Exercise: Across the entries that follow, work out the number of lines containing the string "spruce", and state it alone.

(Entries taken from a collection)
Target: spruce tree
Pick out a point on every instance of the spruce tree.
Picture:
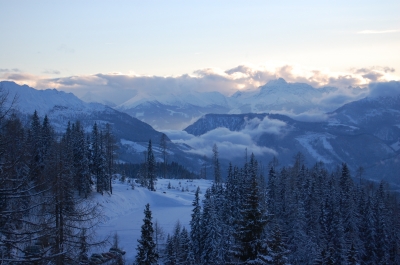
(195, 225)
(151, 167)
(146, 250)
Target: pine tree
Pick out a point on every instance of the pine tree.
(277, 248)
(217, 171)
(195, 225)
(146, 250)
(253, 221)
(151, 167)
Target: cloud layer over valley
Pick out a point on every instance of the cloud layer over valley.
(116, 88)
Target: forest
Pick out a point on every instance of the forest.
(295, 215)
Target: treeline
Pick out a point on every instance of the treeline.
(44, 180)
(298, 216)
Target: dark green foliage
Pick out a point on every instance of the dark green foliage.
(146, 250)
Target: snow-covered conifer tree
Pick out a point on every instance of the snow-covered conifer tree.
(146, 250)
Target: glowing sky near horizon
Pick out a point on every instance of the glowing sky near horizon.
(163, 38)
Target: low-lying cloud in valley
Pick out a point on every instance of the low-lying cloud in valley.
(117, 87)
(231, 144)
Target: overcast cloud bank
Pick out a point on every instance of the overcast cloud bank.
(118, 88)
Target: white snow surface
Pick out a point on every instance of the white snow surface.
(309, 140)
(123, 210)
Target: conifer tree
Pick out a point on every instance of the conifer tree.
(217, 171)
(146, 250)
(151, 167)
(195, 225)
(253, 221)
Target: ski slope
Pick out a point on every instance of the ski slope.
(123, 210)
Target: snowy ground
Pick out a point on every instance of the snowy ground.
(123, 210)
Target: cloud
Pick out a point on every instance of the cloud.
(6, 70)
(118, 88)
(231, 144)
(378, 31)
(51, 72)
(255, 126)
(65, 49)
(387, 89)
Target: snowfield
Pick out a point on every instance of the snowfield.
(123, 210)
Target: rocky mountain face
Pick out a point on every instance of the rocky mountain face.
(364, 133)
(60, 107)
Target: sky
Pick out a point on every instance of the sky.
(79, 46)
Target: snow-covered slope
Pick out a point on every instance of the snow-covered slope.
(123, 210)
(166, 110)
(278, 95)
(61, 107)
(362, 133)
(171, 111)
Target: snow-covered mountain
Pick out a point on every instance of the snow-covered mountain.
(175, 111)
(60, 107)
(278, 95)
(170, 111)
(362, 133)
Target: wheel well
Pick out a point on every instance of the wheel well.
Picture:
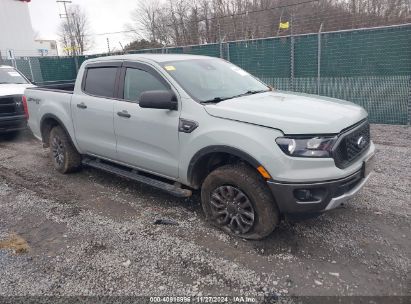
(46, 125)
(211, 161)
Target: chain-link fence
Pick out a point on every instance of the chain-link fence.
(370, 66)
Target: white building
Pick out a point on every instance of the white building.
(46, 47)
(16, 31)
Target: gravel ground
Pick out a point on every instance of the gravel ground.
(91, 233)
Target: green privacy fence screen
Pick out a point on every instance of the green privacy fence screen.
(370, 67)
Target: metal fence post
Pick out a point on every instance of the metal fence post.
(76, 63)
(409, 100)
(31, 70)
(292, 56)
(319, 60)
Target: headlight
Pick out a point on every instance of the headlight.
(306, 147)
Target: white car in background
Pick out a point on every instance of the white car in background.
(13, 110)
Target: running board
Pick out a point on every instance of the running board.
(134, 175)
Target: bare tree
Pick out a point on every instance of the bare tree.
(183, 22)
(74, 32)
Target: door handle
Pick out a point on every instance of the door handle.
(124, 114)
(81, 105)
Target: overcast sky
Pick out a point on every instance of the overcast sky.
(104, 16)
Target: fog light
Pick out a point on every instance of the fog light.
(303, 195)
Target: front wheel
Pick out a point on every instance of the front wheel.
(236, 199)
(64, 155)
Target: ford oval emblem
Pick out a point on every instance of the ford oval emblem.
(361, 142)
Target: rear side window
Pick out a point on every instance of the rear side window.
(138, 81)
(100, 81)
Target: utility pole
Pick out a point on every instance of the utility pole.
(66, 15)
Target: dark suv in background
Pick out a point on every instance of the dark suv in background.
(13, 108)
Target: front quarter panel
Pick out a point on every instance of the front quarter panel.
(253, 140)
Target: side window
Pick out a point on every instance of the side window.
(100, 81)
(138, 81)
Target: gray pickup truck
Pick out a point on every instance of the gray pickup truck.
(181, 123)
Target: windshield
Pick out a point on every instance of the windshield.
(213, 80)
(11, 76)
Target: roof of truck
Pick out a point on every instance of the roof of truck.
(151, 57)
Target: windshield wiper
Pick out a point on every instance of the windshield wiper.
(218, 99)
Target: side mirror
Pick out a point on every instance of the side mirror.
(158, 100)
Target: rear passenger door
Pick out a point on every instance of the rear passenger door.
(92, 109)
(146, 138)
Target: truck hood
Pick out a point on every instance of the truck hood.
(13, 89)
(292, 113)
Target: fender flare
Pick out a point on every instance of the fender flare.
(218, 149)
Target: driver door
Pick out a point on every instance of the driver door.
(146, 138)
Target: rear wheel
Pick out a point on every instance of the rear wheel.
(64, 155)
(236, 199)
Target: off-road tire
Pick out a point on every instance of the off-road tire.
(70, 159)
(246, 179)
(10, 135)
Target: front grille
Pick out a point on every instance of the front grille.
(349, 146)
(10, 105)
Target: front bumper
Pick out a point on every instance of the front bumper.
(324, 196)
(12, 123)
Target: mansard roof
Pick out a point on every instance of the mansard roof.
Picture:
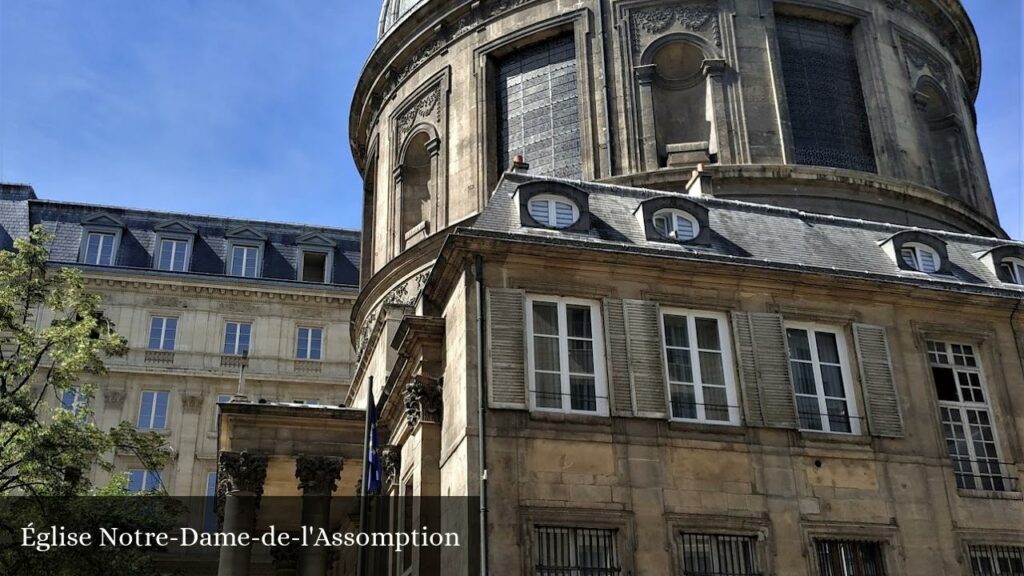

* * *

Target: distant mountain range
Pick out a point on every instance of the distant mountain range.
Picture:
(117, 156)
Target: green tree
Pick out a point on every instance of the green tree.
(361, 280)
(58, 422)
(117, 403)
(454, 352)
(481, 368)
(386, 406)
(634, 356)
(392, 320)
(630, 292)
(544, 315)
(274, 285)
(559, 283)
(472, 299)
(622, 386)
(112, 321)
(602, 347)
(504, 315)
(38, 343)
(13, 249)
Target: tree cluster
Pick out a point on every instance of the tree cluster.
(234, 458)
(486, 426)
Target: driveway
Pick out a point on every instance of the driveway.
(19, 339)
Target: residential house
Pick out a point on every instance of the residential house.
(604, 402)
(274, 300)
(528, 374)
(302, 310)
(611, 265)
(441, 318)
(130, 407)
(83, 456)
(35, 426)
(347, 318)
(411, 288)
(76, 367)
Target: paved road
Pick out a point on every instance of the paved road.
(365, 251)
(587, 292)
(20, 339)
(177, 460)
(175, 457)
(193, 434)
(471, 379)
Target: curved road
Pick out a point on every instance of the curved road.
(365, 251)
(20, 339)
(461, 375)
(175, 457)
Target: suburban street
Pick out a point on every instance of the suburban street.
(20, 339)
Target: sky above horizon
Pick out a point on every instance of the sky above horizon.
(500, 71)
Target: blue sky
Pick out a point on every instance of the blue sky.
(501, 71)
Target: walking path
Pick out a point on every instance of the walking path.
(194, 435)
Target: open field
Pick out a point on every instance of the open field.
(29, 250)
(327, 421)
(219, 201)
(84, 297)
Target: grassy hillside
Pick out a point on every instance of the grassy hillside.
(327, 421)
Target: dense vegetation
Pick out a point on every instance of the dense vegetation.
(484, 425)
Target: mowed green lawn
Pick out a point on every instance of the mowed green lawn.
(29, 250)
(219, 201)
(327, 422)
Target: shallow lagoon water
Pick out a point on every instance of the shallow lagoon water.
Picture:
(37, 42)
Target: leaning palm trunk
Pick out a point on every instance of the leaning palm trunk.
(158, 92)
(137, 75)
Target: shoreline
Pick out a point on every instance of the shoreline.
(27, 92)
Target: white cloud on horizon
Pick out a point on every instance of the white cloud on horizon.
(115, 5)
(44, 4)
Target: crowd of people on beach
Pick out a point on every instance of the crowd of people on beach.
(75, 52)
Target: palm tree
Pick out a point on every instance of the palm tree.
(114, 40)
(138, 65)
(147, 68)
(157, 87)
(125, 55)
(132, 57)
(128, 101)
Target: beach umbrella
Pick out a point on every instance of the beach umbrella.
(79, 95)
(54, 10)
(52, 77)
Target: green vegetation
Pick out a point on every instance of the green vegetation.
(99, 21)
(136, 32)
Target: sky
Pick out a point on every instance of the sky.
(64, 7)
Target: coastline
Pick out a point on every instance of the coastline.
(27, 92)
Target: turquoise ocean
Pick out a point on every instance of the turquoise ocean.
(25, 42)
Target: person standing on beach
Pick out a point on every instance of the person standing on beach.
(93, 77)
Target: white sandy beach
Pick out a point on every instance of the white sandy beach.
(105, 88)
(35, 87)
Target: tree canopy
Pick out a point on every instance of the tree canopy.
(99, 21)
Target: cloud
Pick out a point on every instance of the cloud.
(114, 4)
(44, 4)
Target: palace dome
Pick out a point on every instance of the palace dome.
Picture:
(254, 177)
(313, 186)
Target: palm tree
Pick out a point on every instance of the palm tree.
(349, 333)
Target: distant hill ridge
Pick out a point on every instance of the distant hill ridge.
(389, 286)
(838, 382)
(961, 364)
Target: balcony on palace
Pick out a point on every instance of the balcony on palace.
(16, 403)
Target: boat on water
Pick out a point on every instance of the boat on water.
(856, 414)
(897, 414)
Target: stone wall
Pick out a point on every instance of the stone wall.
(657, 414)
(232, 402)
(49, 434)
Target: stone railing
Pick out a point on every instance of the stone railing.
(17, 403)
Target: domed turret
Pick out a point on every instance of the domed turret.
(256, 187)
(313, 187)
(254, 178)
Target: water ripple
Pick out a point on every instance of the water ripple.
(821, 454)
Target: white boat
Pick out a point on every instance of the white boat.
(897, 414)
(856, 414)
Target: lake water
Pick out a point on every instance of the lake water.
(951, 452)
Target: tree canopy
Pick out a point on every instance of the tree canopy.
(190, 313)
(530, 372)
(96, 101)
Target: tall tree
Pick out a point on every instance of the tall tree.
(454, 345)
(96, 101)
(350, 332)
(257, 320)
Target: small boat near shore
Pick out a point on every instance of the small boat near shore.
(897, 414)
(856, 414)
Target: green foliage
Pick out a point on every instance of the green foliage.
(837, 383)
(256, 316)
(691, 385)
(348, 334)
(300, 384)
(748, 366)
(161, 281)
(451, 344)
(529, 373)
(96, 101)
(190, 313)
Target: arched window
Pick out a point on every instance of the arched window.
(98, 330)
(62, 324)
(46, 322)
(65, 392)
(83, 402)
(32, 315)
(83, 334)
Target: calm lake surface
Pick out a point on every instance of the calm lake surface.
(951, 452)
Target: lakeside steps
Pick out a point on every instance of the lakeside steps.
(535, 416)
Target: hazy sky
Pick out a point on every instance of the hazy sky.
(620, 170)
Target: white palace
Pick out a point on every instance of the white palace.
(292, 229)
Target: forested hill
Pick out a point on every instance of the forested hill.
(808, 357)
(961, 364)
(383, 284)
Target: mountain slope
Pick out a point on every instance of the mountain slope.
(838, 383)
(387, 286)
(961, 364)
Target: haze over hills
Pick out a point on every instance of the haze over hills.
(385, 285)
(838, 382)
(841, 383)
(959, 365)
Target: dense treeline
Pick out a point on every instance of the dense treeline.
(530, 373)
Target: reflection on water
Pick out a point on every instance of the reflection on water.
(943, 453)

---

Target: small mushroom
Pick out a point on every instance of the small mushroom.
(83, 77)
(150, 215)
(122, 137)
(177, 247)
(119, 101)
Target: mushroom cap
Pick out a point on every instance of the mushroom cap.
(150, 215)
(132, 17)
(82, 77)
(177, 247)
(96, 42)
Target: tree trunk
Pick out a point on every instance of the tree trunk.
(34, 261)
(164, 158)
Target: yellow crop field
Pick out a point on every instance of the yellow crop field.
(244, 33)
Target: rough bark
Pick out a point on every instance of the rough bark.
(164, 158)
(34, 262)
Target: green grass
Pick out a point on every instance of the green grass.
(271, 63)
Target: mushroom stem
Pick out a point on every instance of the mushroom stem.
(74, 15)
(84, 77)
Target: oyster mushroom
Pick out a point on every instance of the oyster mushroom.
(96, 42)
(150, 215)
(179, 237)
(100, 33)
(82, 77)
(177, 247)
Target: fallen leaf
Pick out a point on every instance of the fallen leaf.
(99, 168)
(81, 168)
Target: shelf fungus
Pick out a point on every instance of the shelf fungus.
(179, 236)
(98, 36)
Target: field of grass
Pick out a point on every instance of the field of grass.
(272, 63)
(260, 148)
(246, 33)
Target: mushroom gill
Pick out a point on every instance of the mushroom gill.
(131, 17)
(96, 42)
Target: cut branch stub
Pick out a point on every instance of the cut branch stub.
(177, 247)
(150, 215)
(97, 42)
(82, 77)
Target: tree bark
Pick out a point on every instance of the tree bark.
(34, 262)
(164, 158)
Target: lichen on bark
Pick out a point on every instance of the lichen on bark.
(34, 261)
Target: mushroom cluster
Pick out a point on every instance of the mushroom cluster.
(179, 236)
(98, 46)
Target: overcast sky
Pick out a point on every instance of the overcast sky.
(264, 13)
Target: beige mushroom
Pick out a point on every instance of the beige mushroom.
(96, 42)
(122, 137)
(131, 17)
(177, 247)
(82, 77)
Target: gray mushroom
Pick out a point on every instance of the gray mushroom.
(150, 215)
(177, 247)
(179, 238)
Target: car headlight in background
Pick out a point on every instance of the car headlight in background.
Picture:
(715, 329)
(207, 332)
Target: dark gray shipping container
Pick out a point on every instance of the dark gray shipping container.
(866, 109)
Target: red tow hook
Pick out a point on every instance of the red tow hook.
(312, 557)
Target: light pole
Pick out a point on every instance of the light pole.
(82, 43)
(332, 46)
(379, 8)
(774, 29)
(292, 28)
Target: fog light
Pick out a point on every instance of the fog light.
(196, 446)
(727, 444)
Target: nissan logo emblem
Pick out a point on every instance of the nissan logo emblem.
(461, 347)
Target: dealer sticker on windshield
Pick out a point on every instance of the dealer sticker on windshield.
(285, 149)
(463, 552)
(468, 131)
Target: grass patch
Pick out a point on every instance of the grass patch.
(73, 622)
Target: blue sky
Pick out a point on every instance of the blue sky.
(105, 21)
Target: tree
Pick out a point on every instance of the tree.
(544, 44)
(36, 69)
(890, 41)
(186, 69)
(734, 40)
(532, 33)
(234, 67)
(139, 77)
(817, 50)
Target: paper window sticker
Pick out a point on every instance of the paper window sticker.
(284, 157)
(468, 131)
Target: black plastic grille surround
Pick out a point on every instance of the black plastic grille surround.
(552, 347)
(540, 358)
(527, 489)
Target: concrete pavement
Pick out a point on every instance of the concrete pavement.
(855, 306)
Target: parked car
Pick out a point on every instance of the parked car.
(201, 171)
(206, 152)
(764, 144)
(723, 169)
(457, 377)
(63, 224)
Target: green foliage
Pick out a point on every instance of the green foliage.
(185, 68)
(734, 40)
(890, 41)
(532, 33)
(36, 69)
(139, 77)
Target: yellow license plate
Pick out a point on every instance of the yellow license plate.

Response area: 2